AIM OF THE EXERCISE: Nothing goes in the answer except the line that contains "Task: mark each instance of the trimmed" and the lines after it to the end of the material below, unchanged.

DATASET:
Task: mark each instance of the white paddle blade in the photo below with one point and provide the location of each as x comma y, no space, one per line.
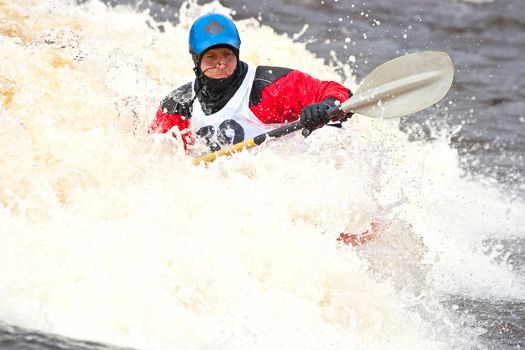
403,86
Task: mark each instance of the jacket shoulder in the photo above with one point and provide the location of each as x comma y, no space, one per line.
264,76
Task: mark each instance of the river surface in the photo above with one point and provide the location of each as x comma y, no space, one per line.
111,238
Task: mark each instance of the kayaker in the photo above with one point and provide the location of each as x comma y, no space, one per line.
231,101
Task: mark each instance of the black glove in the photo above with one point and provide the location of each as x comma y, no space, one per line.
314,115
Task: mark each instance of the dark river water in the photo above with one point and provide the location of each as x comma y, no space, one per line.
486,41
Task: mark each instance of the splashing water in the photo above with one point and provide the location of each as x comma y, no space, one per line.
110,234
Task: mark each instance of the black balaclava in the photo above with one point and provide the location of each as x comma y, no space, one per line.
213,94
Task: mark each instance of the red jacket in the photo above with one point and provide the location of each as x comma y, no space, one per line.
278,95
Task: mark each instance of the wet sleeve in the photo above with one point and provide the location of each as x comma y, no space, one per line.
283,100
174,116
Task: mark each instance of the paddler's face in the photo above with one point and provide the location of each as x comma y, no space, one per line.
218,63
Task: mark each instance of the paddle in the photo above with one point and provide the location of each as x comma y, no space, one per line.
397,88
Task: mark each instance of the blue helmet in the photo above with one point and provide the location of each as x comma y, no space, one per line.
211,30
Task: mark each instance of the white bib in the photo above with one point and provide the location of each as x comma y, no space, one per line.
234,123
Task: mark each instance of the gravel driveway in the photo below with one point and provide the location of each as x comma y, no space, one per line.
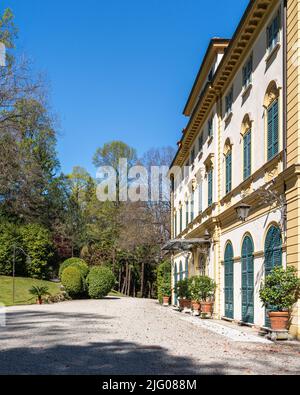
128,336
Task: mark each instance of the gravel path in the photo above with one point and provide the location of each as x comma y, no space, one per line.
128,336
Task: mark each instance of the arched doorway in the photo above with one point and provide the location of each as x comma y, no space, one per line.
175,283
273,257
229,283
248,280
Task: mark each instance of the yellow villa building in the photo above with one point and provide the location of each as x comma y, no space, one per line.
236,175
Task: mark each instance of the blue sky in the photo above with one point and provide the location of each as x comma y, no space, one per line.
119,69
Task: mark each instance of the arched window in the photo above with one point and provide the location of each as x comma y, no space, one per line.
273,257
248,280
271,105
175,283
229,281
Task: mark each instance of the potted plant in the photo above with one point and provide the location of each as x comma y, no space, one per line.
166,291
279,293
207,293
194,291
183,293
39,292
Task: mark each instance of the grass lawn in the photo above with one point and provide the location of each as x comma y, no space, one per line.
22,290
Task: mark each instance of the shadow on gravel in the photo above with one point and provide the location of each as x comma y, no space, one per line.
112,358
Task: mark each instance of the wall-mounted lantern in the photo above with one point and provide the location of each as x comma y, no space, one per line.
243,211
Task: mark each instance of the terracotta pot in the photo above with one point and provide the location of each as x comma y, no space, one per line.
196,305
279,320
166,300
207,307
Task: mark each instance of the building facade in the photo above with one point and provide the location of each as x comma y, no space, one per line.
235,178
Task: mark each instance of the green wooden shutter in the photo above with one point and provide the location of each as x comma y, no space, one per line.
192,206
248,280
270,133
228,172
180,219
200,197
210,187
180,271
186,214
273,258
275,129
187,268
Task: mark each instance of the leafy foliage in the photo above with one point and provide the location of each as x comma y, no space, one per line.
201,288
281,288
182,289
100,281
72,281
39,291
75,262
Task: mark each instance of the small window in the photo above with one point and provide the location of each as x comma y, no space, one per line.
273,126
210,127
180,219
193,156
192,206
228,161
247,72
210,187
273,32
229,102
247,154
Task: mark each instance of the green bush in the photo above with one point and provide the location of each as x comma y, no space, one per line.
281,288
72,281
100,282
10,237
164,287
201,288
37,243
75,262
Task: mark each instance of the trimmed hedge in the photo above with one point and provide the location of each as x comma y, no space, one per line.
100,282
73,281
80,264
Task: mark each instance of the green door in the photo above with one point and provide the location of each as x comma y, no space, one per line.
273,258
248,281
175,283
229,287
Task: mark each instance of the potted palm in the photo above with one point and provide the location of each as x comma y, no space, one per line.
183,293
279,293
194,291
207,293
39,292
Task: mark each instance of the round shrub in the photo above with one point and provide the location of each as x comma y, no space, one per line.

SOLUTION:
Task: mark each instance of the trimmed hedge in the photo above with one point and provide the location of each as x comma y, no space, one per line.
100,282
73,281
80,264
Task: mark each instance of the green door in the photo above with one point and provide the location of each as x comma y, no space, one per line.
273,258
248,281
175,283
229,287
Task: mark each instance of the potted palm in the photo above with one point and provide the location of each as x comma y, no space, one per line.
183,293
279,293
194,291
207,293
39,292
Task: mark each instance of the round shrub in the photo above with one point and provide the location of each as x comma y, no space, one per line.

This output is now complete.